* _Check your understanding_
- a) In the forum reply about MRI magnets, rewrite the paragraph beginning "The big problem with the OP's question" as a short bulleted list that keeps its main facts.
- b) Pick up the forum reply about MRI magnets after its last sentence and continue it.

* _Selected extract_
The magnet for an MRI scanner makes up the large bulk of its price. The rest is actually pretty cheap. Little more than the patient handling gear (much the same as used on any X-Ray machine) some RF gear and compute. Years ago the compute was pretty expensive, you need to do a lot of FFTs, but by modern standards, trivial.
The big problem with the OP’s question is that it is a quite difficult problem to calculate. In principle all we need is the mass of the ball bearing, the distance from the magnet, the magnet’s strength, and its geometry. The equations for calculating the force on the ball bearing have been known for centuries. But they are not trivial. The main issue being that magnets are dipoles, and thus messy. If the question were “what is the force due to gravity on the ball bearing” it would be easy. Mass of ball, mass of MRI unit, distance, high school physics.

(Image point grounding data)
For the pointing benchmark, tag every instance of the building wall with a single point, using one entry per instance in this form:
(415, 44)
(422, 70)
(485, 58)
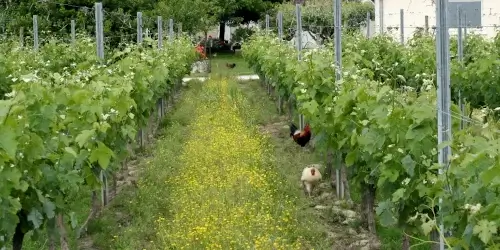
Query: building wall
(416, 10)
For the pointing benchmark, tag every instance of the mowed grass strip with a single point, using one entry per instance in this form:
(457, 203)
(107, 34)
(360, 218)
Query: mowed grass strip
(225, 193)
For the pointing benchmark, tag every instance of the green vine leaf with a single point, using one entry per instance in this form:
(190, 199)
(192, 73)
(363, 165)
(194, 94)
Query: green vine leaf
(485, 230)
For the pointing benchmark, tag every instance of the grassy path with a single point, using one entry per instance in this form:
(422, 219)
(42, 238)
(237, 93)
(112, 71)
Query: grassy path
(214, 181)
(226, 195)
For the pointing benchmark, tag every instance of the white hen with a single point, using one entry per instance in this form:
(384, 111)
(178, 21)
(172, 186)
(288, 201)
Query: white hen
(310, 178)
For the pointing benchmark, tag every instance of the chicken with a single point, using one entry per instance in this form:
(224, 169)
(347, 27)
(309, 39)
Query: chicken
(310, 178)
(300, 137)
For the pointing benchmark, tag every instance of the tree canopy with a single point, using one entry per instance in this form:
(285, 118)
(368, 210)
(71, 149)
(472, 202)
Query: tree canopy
(120, 15)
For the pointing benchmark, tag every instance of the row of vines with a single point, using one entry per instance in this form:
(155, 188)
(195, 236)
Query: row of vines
(65, 117)
(381, 118)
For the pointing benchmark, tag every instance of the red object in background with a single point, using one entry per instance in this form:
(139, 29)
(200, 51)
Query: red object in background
(201, 50)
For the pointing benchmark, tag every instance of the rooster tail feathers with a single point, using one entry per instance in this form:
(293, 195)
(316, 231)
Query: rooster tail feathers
(307, 128)
(293, 128)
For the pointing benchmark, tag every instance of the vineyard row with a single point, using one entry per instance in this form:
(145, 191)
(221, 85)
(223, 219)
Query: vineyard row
(67, 121)
(381, 120)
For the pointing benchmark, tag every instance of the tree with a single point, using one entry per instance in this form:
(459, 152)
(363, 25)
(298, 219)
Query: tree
(240, 11)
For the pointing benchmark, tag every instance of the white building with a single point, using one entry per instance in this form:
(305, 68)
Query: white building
(483, 16)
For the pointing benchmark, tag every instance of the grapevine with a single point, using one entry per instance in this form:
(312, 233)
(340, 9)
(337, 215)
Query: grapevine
(382, 116)
(63, 121)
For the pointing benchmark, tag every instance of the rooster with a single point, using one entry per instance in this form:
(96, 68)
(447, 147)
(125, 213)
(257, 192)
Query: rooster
(310, 178)
(300, 137)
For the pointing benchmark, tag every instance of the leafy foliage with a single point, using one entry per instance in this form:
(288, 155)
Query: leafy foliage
(382, 115)
(68, 117)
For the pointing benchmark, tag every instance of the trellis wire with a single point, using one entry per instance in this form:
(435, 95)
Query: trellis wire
(444, 97)
(338, 76)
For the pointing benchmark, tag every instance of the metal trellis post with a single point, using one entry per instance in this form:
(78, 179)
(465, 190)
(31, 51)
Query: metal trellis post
(35, 32)
(368, 19)
(402, 26)
(139, 27)
(298, 12)
(100, 53)
(280, 37)
(73, 32)
(460, 59)
(338, 75)
(444, 98)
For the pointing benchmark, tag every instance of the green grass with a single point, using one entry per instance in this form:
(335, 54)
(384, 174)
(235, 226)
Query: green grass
(129, 220)
(219, 68)
(294, 160)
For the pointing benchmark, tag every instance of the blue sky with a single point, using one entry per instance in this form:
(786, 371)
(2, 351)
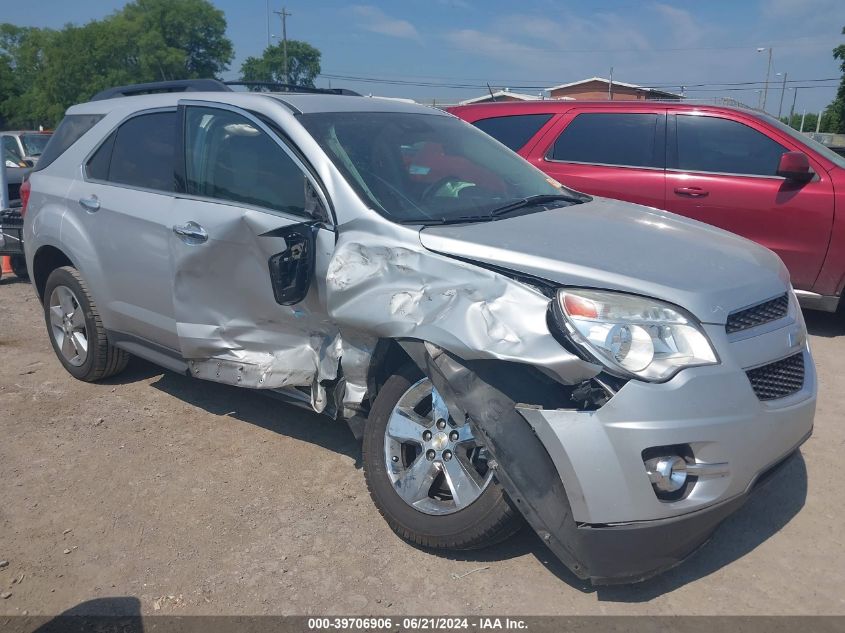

* _Responses to the tasks_
- a)
- The force is hard to calculate.
- In principle, it needs only the ball bearing's mass, its distance from the magnet, and the magnet's strength and geometry.
- The equations have been known for centuries but are not trivial.
- The main difficulty is that magnets are dipoles, which makes the calculation messy.
- The gravitational force on the ball bearing, by contrast, is easy: it needs only the ball's mass, the MRI unit's mass, the distance and high school physics.

- b)
The point I have been laboring to make is that vibration of metallic objects in the oscillating field of the MRI machine is not the only concern; the video served to demonstrate that there is a large, non-oscillating force component that bears consideration. Whether the force on an ingested ball bearing is large enough to cause internal injury is still unknown, but I don’t think the question can be summarily dismissed.
“large amounts?” “all the time?” I’m curious for a cite that supports these assertions.
I hold in my hand a steel ball, 3/4" in diameter, which I would guess is about as large a someone would feel safe trying to swallow. It weighs 28.5 grams, or 1.01 oz.
Can someone take the next step in estimating what the force would be on a ball this size?
That’s why the suggestion to find one that’s about to be decommed. Causing a quench would just be a bonus to them.
As for the price of an MRI? Yeah, it’s huge. Not many hospitals own one around here. There’s a mobile 3T scanner that’s leased and shared among three local hospitals. AFAIK, it’s rotated among them - it’s driven from one to another for a week or so at a time, according to a friend who’s got ties to the board of directors for one of the hospitals.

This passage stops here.